TASK →
In the spindle bearing break-in text, how many minutes should the spindle run before you add tension to the belt?

READING TEXT →
□ □ □ □ □ □ □

Whether you purchased Precision Nachi Bearings from us or from another vendor to be used with this kit and this is the first time running the spindle with new bearings, it is important to properly break in the new bearings. Tapered Roller bearings require a “bedding in process” to properly prepare them for long term reliability and to avoid damaging the bearings before they are ready for continuous high rpm use. The process involve temperature cycling the bearings at various rpm in order to bed the rolling elements and races to each other properly. You will notice that the temperature can get very hot during this process so we recommend doing things slowly to ensure maximum precision and longevity at the end of the break in process. Rest assured once the procedure is completed correctly and allowed to fully rest, the spindle bearings will be able to run at full rpm for hours without much of a shift from ambient temperature. This ensures the bearing service lasts a very long time.
The spindle bearings should be greased with Kluber Isoflex NBU-15 spindle bearing grease for best results and longest life span. The grease amounts for each bearing are listed in grams for each bearing as follows. It is easiest to measure using a syringe with cubic centimeter graduation. Kluber isoflex NBU-15 has a weight of 0.99 grams per CC so you can safely use cc’s for the below volumes represented in grams. Fill the syringe to the appropriate volume for each bearing and spread the grease thoroughly around the rolling elements of the bearings.
💡 Pro tip: note if you intend on running the mill for extended periods of time at max rpm, you can reduce the volume of grease used by 20% to avoid any heat build up from pushing excess grease around. Note that if you do reduce the initial fill, you should cut your greasing interval by 50% to ensure the bearing are never run dry.
Bearing grease quantities per Nachi:

Initial spindle running and belt tensioning
During initial startup of the spindle, you will take the time to set a few things up, the first is the belt tension. The 4 M8 flange nuts hold the motor in place and must be just loosened enough to allow the motor and plate to slide. Start the spindle running at about 500 rpm and allow to run under light tension for a few minutes to warm the belt up. After about 5 minutes of running, add tension to the belt. I do this while the motor is running and the spindle under free load. I slide the plate backwards towards the column until the slack is visibly take up in the belt while running. This will make more sense in practice then in reading as you will be able to see the change in the belts behavior. Only tighten the belt with as much force as you can apply by pushing back with your hand. While holding it in tension tighten the nuts on the side you have access too, then tighten the other side as well. This adjustment is fine for break in, we will revisit this again once the bearings are fully broken in and will repeat the process while at max rpm to adjust for the minimum amount of vibration. When properly set the headstock should feel silky smooth at max rpm which will contribute to excellent surface finishes on your parts and best dimensional tolerance outcomes.
At this point you are ready to begin the break-in procedure below. During break in procedure when you have the motor up around the 2000rpm point, you will adjust the preload on the set screws holding the spindle cartridge in place. Here is where you will notice the difference in sound the spindle makes while running when the set screws are too tight verses just right. Start with the screws just tight enough to retain the spindle in the head casting, an extremely light preload. While running slowly tighten each one until you notice a change in sound, then back off until the sound returns to the initial loose state, this will be the correct preload with minimal deformation of the spindle housing. This will ensure the best bearing bedding in and least amount of runout in your spindle. Do this for each set screw.

□ □ □ □ □ □ □

RECORDED INFORMATION →
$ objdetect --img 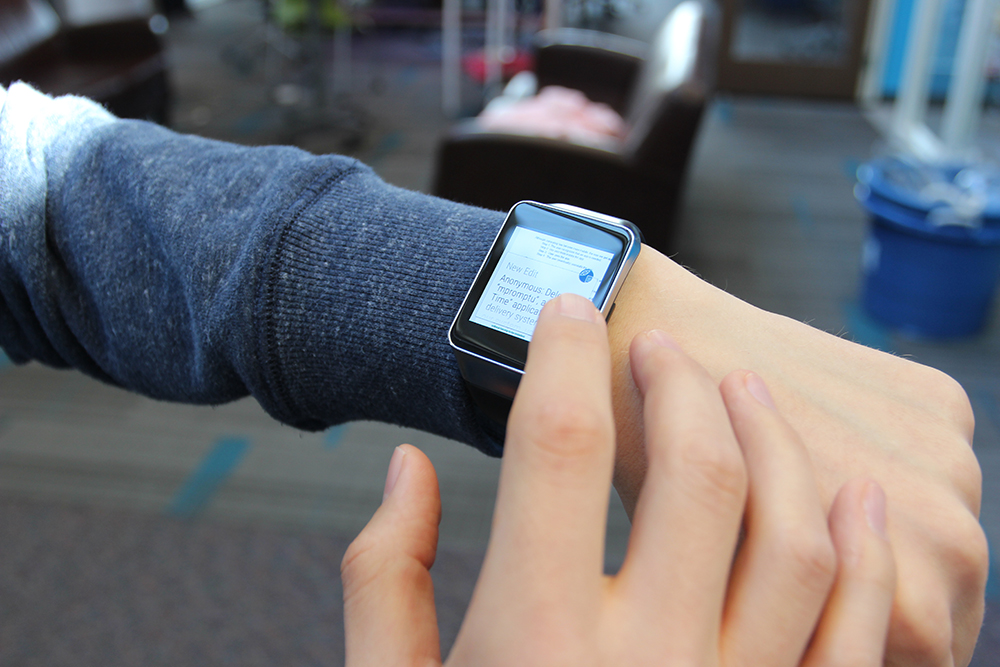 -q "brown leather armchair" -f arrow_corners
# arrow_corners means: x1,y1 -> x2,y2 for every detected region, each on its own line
433,0 -> 720,252
0,0 -> 169,124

□ □ □ □ □ □ □

OUTPUT OF THE EXERCISE →
About 5 minutes.